== Exercise ==
Locate the line that contains "of the tire", then copy it and all later lines of the data below exactly, through the last one.

---------- Listed records

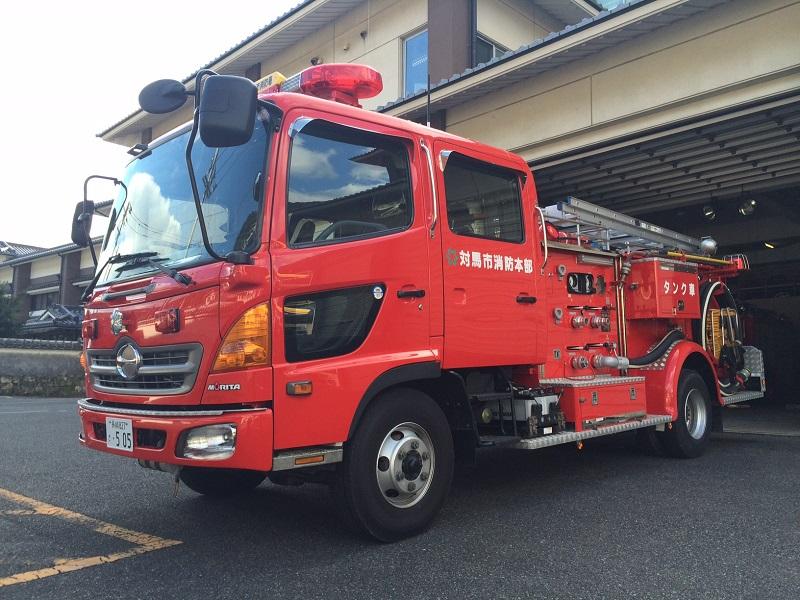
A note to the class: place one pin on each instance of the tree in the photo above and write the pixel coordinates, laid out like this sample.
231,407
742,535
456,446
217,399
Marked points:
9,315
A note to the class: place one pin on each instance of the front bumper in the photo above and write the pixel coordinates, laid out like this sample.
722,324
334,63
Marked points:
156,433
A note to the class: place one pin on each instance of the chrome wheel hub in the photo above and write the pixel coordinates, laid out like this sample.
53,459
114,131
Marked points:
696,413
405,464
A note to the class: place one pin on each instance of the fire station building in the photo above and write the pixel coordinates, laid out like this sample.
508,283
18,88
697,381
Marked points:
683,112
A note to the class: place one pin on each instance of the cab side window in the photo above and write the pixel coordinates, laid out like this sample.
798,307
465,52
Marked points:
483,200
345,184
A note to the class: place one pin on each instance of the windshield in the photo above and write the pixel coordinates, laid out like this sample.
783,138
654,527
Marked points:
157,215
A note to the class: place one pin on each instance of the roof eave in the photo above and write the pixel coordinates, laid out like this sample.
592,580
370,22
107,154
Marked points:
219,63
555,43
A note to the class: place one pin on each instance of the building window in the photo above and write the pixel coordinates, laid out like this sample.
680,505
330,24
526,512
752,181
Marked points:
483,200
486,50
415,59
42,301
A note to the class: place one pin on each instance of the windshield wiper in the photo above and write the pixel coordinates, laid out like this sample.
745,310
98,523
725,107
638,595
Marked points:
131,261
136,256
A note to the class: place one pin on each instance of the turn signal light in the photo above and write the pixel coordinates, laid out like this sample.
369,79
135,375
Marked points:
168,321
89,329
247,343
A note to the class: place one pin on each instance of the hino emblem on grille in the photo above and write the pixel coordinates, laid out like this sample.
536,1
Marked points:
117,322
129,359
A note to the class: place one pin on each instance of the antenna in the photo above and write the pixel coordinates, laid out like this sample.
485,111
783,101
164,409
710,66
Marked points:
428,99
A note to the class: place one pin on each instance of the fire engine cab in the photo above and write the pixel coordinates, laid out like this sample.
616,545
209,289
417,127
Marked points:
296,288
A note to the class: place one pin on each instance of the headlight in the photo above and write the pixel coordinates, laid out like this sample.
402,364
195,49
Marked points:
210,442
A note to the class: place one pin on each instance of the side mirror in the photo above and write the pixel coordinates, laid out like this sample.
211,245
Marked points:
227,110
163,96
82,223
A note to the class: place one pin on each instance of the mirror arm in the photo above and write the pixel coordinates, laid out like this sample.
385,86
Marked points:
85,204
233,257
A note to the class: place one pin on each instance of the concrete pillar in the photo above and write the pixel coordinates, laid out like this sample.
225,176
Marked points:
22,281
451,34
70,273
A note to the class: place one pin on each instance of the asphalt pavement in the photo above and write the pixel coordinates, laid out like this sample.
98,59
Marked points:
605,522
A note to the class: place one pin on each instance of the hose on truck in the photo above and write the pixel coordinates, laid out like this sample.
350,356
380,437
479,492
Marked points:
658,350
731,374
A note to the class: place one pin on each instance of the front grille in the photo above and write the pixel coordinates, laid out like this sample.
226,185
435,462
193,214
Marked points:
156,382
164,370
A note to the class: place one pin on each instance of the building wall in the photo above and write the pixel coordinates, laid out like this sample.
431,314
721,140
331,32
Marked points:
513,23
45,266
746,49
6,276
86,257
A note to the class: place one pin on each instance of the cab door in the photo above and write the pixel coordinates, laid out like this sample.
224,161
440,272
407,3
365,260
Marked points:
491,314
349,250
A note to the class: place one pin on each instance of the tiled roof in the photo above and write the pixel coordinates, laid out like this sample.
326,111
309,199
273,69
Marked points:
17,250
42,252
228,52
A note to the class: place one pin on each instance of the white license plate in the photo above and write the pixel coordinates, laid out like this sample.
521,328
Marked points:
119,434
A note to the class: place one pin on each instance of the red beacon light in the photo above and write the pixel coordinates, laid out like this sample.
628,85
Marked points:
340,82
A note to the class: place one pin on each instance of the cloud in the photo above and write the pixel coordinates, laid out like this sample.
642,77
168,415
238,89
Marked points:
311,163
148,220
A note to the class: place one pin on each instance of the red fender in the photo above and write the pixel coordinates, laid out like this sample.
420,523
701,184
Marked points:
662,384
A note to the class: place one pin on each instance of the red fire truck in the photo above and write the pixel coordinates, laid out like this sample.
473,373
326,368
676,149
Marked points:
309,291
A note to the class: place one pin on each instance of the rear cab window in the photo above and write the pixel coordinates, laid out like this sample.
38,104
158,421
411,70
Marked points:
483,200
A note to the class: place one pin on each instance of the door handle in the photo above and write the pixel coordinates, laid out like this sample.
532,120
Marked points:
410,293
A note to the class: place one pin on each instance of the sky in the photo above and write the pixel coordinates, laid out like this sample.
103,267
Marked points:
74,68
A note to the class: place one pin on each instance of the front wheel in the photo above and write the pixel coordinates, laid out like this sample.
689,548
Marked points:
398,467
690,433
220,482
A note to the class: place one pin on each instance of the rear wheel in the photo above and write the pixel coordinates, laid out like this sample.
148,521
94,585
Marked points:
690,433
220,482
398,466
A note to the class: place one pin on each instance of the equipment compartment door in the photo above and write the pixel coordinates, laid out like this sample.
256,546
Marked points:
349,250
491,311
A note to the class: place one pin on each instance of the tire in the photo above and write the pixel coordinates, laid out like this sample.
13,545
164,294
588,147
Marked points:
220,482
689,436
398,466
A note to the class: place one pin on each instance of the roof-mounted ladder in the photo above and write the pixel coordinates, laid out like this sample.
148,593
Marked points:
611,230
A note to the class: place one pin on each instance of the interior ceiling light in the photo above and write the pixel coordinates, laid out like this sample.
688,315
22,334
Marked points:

--------------------

== Written response ==
A note to the class: place one pin on each instance of the tire in the photo above and write the pixel coordinates, laid out like this sample.
13,545
164,294
588,147
Marked points:
220,482
689,436
398,466
A note to the class: place one pin on each instance of the roof-mounted ladder in the photo above and write the pixel coordinates, laid out like this sample.
148,593
Marked points:
611,230
A note to the class: place one pin on each instance of the interior ceiling light in the photo above and write the pixel coordinates, laid out like this sample.
688,315
22,334
Marked points:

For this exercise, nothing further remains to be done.